*Activity*
Search through the entries for the word "rope" and copy every line that has it.
BEGIN Recorded information
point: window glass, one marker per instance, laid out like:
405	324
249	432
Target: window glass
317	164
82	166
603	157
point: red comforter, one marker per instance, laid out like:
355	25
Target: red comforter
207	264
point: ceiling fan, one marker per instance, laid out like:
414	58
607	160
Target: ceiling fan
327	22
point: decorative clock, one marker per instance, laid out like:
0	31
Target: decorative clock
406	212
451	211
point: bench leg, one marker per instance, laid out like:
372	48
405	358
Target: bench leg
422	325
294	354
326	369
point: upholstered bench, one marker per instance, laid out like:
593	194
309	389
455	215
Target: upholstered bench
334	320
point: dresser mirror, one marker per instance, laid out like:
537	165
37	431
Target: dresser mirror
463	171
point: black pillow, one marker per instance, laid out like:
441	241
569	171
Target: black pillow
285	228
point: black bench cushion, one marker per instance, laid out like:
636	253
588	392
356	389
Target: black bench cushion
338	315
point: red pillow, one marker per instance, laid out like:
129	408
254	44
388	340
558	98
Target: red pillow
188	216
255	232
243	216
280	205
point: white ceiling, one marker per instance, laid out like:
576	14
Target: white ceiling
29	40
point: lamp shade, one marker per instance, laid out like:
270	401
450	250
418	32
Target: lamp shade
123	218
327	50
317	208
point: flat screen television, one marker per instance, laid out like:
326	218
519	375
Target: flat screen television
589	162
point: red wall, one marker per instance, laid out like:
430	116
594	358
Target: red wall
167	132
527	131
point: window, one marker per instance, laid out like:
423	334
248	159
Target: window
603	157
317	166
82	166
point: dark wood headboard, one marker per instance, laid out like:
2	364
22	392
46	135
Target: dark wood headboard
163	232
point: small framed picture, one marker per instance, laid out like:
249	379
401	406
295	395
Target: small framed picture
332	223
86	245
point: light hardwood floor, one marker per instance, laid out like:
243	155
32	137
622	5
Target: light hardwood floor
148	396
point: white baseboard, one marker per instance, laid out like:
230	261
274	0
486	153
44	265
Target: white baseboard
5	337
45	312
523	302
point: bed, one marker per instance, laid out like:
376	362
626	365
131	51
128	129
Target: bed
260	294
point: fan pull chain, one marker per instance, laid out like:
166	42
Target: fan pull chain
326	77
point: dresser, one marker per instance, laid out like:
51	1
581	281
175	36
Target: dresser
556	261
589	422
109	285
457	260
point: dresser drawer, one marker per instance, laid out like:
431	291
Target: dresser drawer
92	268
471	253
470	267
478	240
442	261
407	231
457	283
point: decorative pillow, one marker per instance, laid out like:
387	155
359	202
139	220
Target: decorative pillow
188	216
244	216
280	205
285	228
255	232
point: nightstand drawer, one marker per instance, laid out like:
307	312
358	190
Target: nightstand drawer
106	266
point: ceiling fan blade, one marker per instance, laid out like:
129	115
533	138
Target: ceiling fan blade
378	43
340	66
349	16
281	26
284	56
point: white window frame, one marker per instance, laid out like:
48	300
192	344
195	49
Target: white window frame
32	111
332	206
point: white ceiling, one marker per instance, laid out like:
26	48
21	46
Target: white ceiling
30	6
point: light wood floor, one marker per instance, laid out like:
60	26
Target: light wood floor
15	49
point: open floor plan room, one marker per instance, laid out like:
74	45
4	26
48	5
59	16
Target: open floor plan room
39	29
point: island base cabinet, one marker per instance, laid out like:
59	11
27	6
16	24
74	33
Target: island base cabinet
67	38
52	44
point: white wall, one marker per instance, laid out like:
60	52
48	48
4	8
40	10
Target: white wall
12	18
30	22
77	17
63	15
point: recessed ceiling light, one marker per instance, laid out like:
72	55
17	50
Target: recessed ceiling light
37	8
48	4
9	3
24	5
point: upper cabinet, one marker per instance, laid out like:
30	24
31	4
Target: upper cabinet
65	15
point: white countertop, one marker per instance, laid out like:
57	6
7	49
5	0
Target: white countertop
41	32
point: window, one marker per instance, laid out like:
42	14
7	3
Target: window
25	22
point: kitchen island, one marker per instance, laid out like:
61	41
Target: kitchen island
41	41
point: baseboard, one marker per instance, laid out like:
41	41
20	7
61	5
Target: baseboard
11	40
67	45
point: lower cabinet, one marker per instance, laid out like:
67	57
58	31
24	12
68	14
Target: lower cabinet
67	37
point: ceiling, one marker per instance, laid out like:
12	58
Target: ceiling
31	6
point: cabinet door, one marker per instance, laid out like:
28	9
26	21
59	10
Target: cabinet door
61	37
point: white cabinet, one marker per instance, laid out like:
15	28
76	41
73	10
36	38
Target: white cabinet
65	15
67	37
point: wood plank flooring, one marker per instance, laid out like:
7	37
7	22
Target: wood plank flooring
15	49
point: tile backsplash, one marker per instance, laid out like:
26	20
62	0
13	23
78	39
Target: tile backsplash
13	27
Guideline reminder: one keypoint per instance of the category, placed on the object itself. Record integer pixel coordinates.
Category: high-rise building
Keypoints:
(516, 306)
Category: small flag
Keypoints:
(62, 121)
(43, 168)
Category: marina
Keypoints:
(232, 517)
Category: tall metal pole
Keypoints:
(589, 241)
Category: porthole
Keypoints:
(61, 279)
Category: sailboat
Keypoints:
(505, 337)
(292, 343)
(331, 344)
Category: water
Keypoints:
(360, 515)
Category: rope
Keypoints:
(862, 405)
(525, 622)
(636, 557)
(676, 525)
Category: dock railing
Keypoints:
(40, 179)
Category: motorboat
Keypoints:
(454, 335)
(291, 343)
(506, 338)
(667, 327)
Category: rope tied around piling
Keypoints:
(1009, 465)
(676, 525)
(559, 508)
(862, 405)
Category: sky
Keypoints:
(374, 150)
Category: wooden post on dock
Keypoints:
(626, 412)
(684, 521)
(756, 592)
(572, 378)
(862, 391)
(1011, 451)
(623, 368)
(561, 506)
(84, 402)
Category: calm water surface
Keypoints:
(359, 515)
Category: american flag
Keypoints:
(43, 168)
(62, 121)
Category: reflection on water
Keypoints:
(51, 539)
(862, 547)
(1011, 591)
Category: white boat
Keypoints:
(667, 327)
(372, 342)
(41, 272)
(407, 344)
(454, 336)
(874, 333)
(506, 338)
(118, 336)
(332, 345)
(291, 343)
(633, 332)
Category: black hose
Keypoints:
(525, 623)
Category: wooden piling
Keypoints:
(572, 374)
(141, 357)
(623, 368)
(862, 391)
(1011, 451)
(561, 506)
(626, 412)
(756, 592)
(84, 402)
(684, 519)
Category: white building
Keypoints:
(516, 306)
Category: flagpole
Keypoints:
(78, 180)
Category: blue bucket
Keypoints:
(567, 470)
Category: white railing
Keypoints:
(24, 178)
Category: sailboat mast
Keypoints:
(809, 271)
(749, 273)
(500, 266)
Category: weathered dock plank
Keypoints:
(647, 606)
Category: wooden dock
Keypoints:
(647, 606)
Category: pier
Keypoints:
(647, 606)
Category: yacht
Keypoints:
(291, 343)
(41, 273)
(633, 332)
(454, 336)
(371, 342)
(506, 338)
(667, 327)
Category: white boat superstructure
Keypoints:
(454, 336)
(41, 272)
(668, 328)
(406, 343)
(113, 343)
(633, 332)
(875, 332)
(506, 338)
END Recorded information
BEGIN Recorded information
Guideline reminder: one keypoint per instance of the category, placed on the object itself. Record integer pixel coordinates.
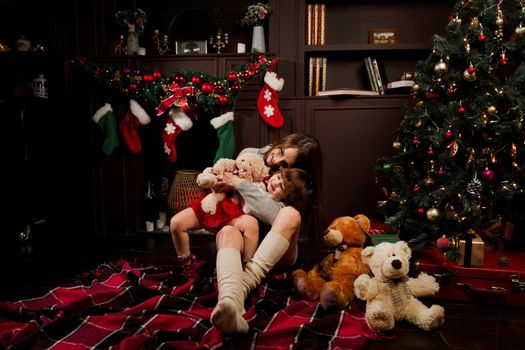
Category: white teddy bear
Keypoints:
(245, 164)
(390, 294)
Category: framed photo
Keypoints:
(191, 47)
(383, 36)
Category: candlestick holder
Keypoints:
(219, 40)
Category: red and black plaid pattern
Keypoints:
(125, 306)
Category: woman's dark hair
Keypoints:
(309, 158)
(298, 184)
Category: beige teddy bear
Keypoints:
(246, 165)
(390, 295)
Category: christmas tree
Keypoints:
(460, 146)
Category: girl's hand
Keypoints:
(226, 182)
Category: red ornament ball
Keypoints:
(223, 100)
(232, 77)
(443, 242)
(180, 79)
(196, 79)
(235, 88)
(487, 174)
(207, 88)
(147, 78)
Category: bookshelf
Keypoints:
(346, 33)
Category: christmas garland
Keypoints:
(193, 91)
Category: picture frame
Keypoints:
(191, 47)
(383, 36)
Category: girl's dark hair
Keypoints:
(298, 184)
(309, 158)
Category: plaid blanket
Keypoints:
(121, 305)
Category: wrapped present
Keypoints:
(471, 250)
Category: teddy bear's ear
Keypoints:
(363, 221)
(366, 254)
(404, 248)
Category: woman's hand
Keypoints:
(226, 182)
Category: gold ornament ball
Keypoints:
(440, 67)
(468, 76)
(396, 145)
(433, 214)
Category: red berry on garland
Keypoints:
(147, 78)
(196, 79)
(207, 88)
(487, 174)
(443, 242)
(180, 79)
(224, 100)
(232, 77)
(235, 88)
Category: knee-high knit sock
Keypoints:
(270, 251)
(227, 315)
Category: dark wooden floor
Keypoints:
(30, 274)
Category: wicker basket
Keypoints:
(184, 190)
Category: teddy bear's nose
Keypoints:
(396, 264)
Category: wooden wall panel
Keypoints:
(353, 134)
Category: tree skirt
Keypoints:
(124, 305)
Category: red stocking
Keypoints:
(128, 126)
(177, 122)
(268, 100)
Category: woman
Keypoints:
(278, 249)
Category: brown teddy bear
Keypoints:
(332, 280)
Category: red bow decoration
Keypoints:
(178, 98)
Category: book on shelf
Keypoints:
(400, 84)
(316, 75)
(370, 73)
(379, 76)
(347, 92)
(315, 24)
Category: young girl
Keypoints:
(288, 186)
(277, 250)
END Recorded information
*Your response*
Category: rope
Category: rope tied around piling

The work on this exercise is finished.